Copy out the lines below with every "semicolon-delimited" changed to "semicolon-separated" and everything else left the same. Leave the pictures out.
━━━━━ DATA EXTRACT
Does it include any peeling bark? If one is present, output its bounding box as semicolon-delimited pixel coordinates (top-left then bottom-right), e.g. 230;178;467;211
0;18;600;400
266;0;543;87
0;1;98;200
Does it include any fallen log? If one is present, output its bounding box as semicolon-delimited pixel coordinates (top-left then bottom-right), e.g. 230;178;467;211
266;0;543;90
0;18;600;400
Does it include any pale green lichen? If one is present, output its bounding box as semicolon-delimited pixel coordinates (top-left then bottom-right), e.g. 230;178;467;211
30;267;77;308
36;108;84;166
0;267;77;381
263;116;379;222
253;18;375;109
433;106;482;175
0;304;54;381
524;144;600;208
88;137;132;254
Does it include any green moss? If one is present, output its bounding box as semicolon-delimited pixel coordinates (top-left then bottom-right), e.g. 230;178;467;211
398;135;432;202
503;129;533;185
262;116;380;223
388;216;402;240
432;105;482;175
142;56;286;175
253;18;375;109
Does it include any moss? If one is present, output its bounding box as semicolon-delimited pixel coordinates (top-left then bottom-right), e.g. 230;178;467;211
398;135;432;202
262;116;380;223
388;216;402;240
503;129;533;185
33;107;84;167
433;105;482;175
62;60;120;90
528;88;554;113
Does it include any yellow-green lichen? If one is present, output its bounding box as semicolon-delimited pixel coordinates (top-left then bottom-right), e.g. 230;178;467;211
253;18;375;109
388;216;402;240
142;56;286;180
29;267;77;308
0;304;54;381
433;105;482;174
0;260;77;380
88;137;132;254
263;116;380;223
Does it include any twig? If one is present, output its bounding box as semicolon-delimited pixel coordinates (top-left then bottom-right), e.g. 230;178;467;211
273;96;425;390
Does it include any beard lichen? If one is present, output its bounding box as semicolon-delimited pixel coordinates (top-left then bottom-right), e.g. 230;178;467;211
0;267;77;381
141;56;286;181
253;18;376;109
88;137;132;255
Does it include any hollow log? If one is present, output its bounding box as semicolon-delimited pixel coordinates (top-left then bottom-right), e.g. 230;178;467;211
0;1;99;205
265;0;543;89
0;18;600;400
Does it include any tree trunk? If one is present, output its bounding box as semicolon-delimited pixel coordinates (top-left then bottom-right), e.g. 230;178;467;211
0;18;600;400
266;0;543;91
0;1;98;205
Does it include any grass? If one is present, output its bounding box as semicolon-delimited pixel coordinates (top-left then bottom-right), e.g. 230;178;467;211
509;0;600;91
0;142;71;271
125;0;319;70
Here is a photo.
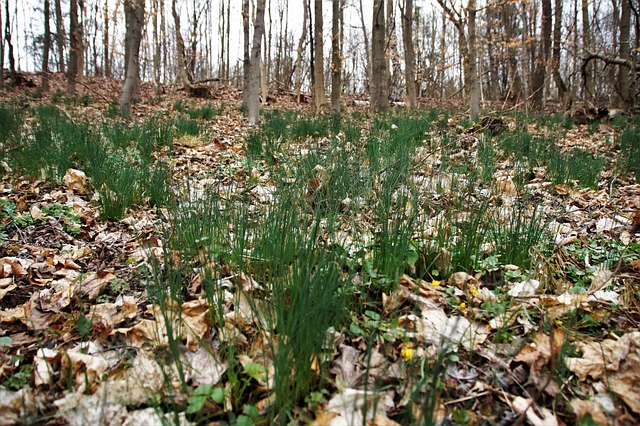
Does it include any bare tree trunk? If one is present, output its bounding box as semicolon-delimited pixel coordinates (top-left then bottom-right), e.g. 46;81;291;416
102;0;111;78
331;0;344;114
224;0;231;80
67;0;83;96
151;0;162;96
109;1;119;78
437;0;480;120
313;0;325;111
293;1;309;101
171;0;191;91
260;0;273;102
248;0;266;125
91;1;99;76
400;0;418;108
385;0;402;100
55;0;66;72
242;0;251;109
582;0;596;101
618;0;631;109
0;0;4;90
4;0;16;86
500;5;524;104
465;0;480;121
551;0;571;109
274;2;287;89
120;0;145;117
531;0;551;108
438;13;447;101
187;0;200;81
358;0;371;91
218;1;229;80
42;0;51;92
371;0;389;111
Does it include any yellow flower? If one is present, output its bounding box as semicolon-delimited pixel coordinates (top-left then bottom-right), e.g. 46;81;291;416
400;347;415;361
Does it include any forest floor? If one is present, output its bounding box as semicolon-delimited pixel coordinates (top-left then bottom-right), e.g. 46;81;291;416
0;77;640;425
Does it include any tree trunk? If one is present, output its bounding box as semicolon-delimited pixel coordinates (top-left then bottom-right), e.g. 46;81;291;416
465;0;480;121
151;0;164;96
42;0;51;93
500;5;524;104
4;0;16;86
385;0;402;100
582;0;596;101
171;0;191;91
218;1;229;80
187;0;199;81
248;0;266;125
67;0;83;96
618;0;631;110
531;0;551;109
551;0;571;109
371;0;389;111
242;0;251;110
55;0;66;72
293;1;309;102
120;0;145;117
401;0;418;108
358;0;371;91
331;0;344;114
437;0;480;116
313;0;325;111
0;0;4;90
102;0;111;78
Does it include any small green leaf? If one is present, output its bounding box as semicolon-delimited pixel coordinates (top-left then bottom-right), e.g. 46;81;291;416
244;362;267;381
193;384;213;396
364;310;380;321
242;404;260;420
187;395;207;414
236;415;255;426
211;388;224;404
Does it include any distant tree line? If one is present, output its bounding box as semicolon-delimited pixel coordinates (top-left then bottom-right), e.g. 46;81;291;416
0;0;640;122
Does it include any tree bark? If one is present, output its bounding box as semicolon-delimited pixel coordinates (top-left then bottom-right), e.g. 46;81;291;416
171;0;191;91
531;0;551;109
4;0;16;86
551;0;571;109
371;0;389;111
67;0;83;96
151;0;159;96
248;0;266;125
42;0;51;93
500;5;524;104
437;0;480;120
358;0;371;91
331;0;344;114
0;0;4;90
618;0;631;109
102;0;111;78
55;0;66;73
400;0;416;108
242;0;251;110
120;0;145;117
293;1;309;102
582;0;596;101
313;0;325;111
465;0;480;121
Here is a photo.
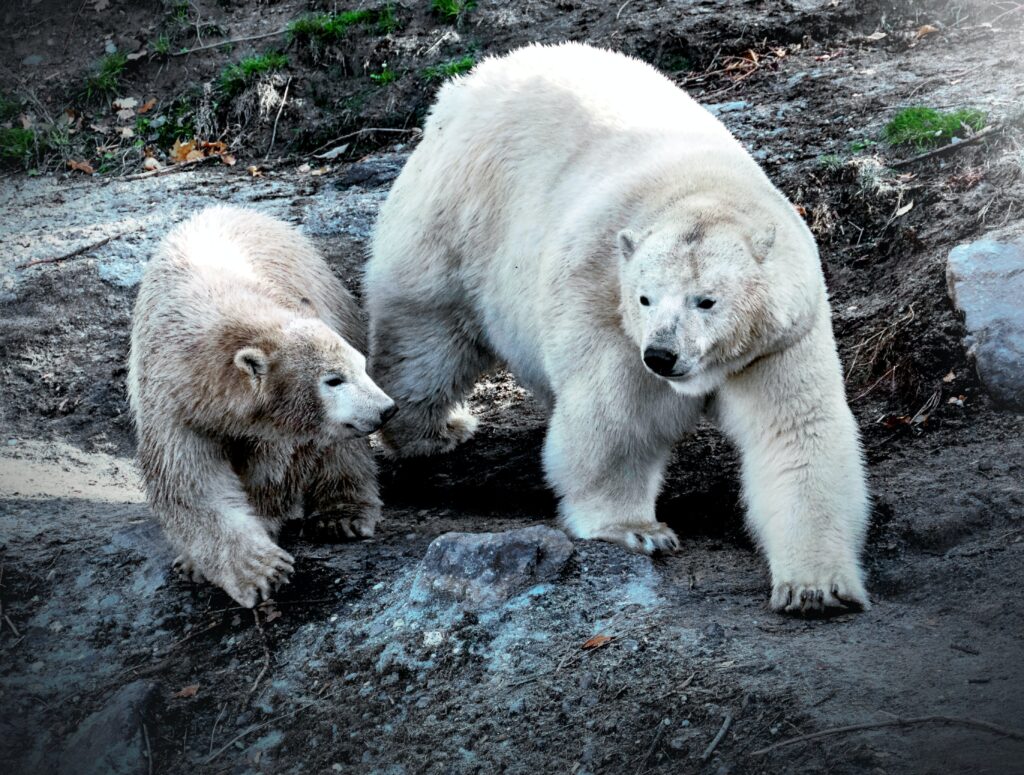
━━━━━━━━━━
• [EXERCISE RESULT]:
Does it include any peeling bark? If one is present, output its bounding box as semicolon-separated pixel coordinates (top-left then bottom-right), e.g. 230;178;467;211
0;18;600;400
266;0;543;87
0;1;98;200
Does it include any fallen log? If one is present, output its bounding box as semicolon-separated pixel coordinates (top-left then bottom-right), e.g. 230;178;467;211
266;0;543;90
0;18;600;400
Does it include any pale green lichen? If one is present, output its bounding box as semicolon-separated pixel coordinates (top-left then bottom-right), e.g. 230;178;467;211
30;267;77;308
36;108;84;166
0;267;77;381
263;116;379;222
253;18;375;109
433;106;482;175
0;304;54;381
524;144;600;208
88;137;132;254
Does it include any green moss? If one is present, output its bounding box as semicolon-separated pixel coordinates (top-left then bottom-right), e.g. 230;178;467;211
398;135;432;202
503;129;533;185
262;116;380;223
388;216;402;240
432;105;482;175
142;56;286;175
253;18;375;109
Does it include any moss? If one is present, output its bounding box as semicolon-separated pixel coordinates (top-left then bottom-right), e.g. 230;178;467;211
398;135;432;202
262;116;380;223
388;216;402;240
503;129;533;185
33;107;84;167
433;105;482;175
62;60;120;90
528;88;554;113
Does it include any yellow-green lichen? If one is present, output its bounding box as semicolon-separated pixel coordinates (top-left then bottom-right), e.g. 230;178;467;211
253;18;375;109
388;216;402;240
142;56;286;180
29;267;77;308
0;304;54;381
433;105;482;174
0;260;77;380
88;137;132;254
263;116;380;223
Does it include any twig? If one is present, output its bounding box as semicolon-separated pixel coordinates (top-left then bottom-right), e.g. 230;178;467;211
273;96;425;390
Does it include any beard lichen? If one is present, output its bounding box as semicolon-separated pixel coordinates (top-left then bottom-right), e.g. 230;178;467;211
0;267;77;381
141;56;286;181
253;18;376;109
88;137;132;255
Does it include any hollow log? If one is present, output its bounding box as semicolon-separated pixel coordinates (top-left then bottom-right), e.g. 230;178;467;211
0;1;99;205
265;0;543;89
0;18;600;400
Does it include any tree trunk? If one is present, output its bounding box as semicolon-separated pixel coordinates (top-left then bottom-right), e.g. 230;178;467;211
0;18;600;400
266;0;543;91
0;1;98;205
Does it include any grass? If one is present, output its bounding box as semicolon-separated pixel coordinates (top-left then bottom-right), e.g. 230;178;467;211
509;0;600;91
0;142;71;271
125;0;319;70
Here is a photo.
Does it include any bare tree trunk? If one is present, output its bounding box as semicolon-separated pixel coordinates (top-left then bottom-right), e.g. 46;81;291;416
102;0;111;78
331;0;344;114
224;0;231;80
67;0;83;96
151;0;162;96
109;1;119;78
437;0;480;120
313;0;325;111
293;1;309;101
171;0;191;91
260;0;273;102
248;0;266;125
91;1;99;76
400;0;418;108
385;0;402;100
55;0;66;72
242;0;251;109
582;0;596;101
618;0;631;109
0;0;4;90
4;0;16;86
500;5;524;104
465;0;480;121
551;0;571;109
274;2;287;89
120;0;145;117
531;0;551;108
438;13;447;101
187;0;200;81
358;0;371;91
218;1;229;80
42;0;51;92
371;0;389;111
Does it include any yellow flower? If one is present, output its bounding box as semicolon-separated pixel coordinates (top-left then bottom-right), e.g. 46;81;291;416
400;347;415;361
Does it include any forest floor? If one is present, output its bounding box as semicolon-separated pixel coordinates (top-left then bottom-right), e.g. 46;81;291;416
0;77;640;425
Does it include any tree trunk? If one is present, output its bounding box as semicolon-separated pixel coordinates (top-left then bottom-right), e.g. 46;81;291;416
465;0;480;121
151;0;164;96
42;0;51;93
500;5;524;104
4;0;16;86
385;0;402;100
582;0;596;101
171;0;191;91
218;1;229;80
187;0;199;81
248;0;266;125
67;0;83;96
618;0;631;110
531;0;551;109
551;0;571;109
371;0;389;111
242;0;251;110
55;0;66;72
293;1;309;102
120;0;145;117
401;0;418;108
358;0;371;91
331;0;344;114
437;0;480;116
313;0;325;111
0;0;4;90
102;0;111;78
Does it include any small green leaf? If one is present, output its bounding box as semicolon-separated pixel coordinates (top-left then bottom-right), e.g. 46;81;291;416
244;362;267;381
193;384;213;396
364;310;380;321
242;404;260;420
187;395;207;414
236;415;255;426
211;388;224;404
Does it include any distant tree line? If one is present, output its bounding box as semicolon-separated pixel coordinates (top-left then bottom-right), e.g. 46;81;291;416
0;0;640;122
Does it include any tree bark? If one is present, output its bounding box as semicolon-separated pixel coordinates (top-left then bottom-right), e.g. 46;81;291;416
171;0;191;91
531;0;551;109
4;0;16;86
551;0;571;109
371;0;389;111
67;0;83;96
151;0;159;96
248;0;266;125
42;0;51;93
500;5;524;104
437;0;480;120
358;0;371;91
331;0;344;114
0;0;4;90
618;0;631;109
102;0;111;78
55;0;66;73
400;0;416;108
242;0;251;110
120;0;145;117
293;1;309;102
582;0;596;101
313;0;325;111
465;0;480;121
Here is a photo.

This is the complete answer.